BRIEF:
Return every line of the rows below that contains the word "Target", matching case exactly.

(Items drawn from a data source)
***
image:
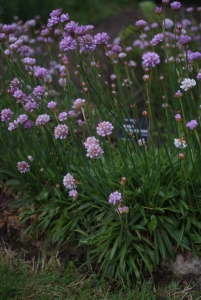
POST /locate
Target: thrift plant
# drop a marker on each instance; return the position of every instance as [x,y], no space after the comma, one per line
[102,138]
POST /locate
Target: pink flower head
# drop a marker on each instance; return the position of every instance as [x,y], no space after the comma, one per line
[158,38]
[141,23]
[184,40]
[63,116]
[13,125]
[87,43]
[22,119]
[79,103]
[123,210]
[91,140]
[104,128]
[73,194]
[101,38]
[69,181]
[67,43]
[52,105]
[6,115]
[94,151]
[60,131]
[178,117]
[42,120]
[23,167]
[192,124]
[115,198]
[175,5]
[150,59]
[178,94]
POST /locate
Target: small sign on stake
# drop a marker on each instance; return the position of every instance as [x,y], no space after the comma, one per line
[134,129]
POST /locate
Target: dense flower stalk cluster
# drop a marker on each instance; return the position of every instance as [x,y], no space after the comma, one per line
***
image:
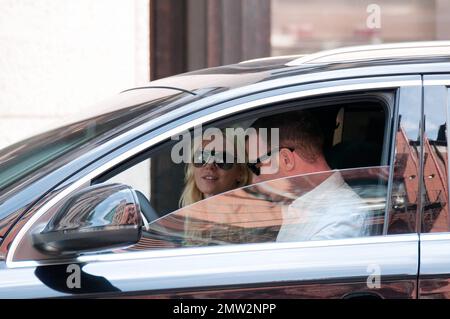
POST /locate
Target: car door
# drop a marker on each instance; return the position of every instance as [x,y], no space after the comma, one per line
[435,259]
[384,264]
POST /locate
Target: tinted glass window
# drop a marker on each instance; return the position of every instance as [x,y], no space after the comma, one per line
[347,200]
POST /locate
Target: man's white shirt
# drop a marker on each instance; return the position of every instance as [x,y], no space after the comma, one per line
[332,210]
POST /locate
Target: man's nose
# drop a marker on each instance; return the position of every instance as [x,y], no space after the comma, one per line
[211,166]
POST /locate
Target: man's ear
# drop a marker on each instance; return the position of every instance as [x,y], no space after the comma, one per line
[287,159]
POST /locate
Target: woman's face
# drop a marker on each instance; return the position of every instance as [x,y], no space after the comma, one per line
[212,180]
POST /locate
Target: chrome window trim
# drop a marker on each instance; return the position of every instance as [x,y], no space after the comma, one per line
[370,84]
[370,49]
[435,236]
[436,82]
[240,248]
***
FINAL RESULT:
Target: thrift plant
Target: pink flower head
Target: small sign on stake
Target: dense flower stalk cluster
Target: car door
Target: tinted glass window
Target: man's white shirt
Target: man's nose
Target: man's ear
Target: woman's face
Target: chrome window trim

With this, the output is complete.